[AIM]
Extract the full set of records, then give each one again exactly.

[Rows from a dataset]
══════════

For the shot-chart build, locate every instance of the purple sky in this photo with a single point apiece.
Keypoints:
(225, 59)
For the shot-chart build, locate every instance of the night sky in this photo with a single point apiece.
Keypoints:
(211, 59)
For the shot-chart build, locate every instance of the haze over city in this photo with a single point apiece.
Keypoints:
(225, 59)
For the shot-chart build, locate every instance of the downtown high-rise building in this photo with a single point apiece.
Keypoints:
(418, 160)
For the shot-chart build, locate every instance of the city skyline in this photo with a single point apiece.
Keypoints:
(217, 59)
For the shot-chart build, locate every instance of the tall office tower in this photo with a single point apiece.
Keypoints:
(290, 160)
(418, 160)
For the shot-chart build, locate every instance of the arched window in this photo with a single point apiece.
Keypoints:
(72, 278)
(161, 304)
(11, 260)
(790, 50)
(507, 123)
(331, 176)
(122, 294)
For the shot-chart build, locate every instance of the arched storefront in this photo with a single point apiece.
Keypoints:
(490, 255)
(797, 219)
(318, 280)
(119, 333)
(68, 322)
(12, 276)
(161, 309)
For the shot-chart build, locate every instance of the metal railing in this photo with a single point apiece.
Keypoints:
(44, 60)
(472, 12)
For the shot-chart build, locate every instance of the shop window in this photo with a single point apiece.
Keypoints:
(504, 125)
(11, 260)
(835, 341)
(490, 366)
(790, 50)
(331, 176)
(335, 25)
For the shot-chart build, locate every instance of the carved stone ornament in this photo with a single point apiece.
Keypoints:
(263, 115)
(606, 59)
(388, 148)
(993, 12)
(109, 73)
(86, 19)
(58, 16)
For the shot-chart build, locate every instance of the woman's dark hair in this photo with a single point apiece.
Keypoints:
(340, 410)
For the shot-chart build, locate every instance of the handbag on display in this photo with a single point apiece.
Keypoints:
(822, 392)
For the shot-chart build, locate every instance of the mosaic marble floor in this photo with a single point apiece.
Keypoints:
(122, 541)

══════════

[COMPLETE ANSWER]
For the shot-chart build, locate every instance of the purple sky in this photo with a single point apiece.
Keypoints:
(225, 59)
For the shot-chart build, locate every instance of the night sky in this photo with a single point apiece.
Keypoints:
(211, 59)
For the shot-chart build, locate every instance of the haze over city in this photo with a single point apiece.
Keypoints:
(225, 59)
For the shot-chart build, locate every instance of the downtown high-rise building in this photo with a single point apiece.
Keypoints:
(418, 160)
For the shot-chart build, locate every instance of the city skyline in this photo with a single point apiece.
Keypoints:
(217, 59)
For the shot-chart build, locate every instance of the tall office tower in this photo with a single point apiece.
Keypoints:
(290, 160)
(418, 160)
For the shot-chart build, locate every instance of the arched window in this photo with a single point apiece.
Keypoints:
(72, 278)
(161, 304)
(11, 260)
(790, 50)
(507, 123)
(331, 176)
(122, 294)
For the shot-chart build, locate every instance of the arched storefront in this photo with a single point apiece.
Keypoints:
(490, 255)
(797, 219)
(318, 280)
(119, 333)
(68, 322)
(12, 276)
(161, 309)
For the shot-chart build, locate every instance of the metal railing in this photo with a single point apiece.
Keypoints:
(44, 60)
(472, 12)
For the shot-chart build, locate every instance of the shop window in this photo with a single point apiece.
Keypoints:
(504, 125)
(11, 260)
(835, 341)
(490, 366)
(790, 50)
(331, 176)
(335, 25)
For the shot-chart build, locate every instance of the carved stone ornament in this photo with a single point apiece.
Keypoints:
(263, 115)
(606, 59)
(388, 148)
(993, 12)
(109, 73)
(86, 19)
(58, 16)
For the shot-chart build, locate every instance of the woman's dark hair in this photo with a single point apiece.
Keypoints:
(340, 410)
For the shot-chart build, locate every instance of the handbag on display in this photo with a single point apiece.
Keypoints:
(822, 392)
For the shot-chart build, locate every instance of the mosaic marble floor in this photo with a single point apiece.
Keypoints:
(122, 541)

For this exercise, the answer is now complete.